Wiederhole den Textauszug unten vollständig und ohne jede Änderung.

TEXTAUSZUG:
========

Und wir lernen, das Flüchtlingunterkünfte „nicht das Tierheim“ sind, als Heiner Lauterbach (Wir sind die Neuen – 2014; Zweiohrküken – 2009; Marlene – 2000; Erleuchtung garantiert – 1999; St. Pauli Nacht – 1999; Der Eisbär – 1998; Der Campus – 1998; Rossini, oder die mörderische Frage, wer mit wem schlief – 1997; "Das Superweib" – 1996; Paradies – 1986; Männer – 1985) sich anschickt, mal alle Flüchtlinge vorgeführt zu bekommen, um sich einen herauszupicken.

========

ZU PRÜFENDE DATEN:

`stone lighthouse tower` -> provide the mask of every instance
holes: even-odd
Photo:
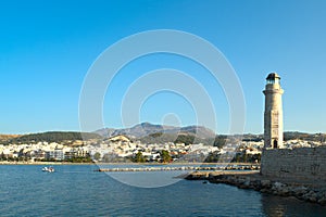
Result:
[[[264,149],[283,148],[283,106],[280,77],[271,73],[266,78],[265,114],[264,114]]]

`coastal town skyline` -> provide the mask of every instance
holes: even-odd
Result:
[[[80,89],[97,58],[122,38],[155,29],[190,33],[221,50],[243,90],[244,132],[263,132],[262,91],[274,71],[285,89],[284,130],[326,131],[323,1],[36,3],[0,3],[5,21],[0,24],[0,133],[78,131]],[[215,127],[205,127],[228,133],[229,105],[221,84],[200,64],[164,53],[121,69],[103,100],[103,127],[129,127],[121,120],[124,94],[137,78],[158,68],[179,69],[200,82],[217,119]],[[198,124],[191,103],[168,91],[151,95],[139,113],[134,125]]]

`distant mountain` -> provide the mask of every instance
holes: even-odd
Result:
[[[7,141],[17,137],[21,137],[21,135],[0,135],[0,141]]]
[[[143,138],[149,135],[154,135],[158,132],[170,133],[170,135],[193,135],[197,138],[214,138],[215,133],[203,126],[188,126],[188,127],[174,127],[166,125],[153,125],[150,123],[141,123],[130,128],[125,129],[112,129],[104,128],[95,131],[96,133],[101,135],[102,137],[113,137],[117,135],[125,135],[131,138]]]

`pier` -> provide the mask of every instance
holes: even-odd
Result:
[[[99,168],[96,171],[176,171],[176,170],[196,170],[196,171],[214,171],[214,170],[260,170],[260,165],[230,165],[230,166],[146,166],[146,167],[120,167],[120,168]]]

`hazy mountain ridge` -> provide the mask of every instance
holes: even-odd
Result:
[[[215,133],[213,130],[205,128],[203,126],[187,126],[187,127],[174,127],[174,126],[166,126],[166,125],[153,125],[150,123],[141,123],[135,125],[130,128],[125,129],[113,129],[113,128],[104,128],[95,131],[96,133],[101,135],[102,137],[113,137],[117,135],[125,135],[131,138],[143,138],[149,135],[154,135],[158,132],[168,133],[168,135],[193,135],[198,138],[215,138]]]

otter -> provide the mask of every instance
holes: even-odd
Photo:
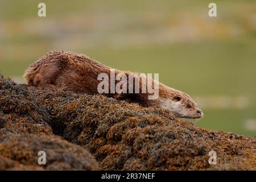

========

AUFGABENERGEBNIS:
Und wir lernen, das Flüchtlingunterkünfte „nicht das Tierheim“ sind, als Heiner Lauterbach (Wir sind die Neuen – 2014; Zweiohrküken – 2009; Marlene – 2000; Erleuchtung garantiert – 1999; St. Pauli Nacht – 1999; Der Eisbär – 1998; Der Campus – 1998; Rossini, oder die mörderische Frage, wer mit wem schlief – 1997; "Das Superweib" – 1996; Paradies – 1986; Männer – 1985) sich anschickt, mal alle Flüchtlinge vorgeführt zu bekommen, um sich einen herauszupicken.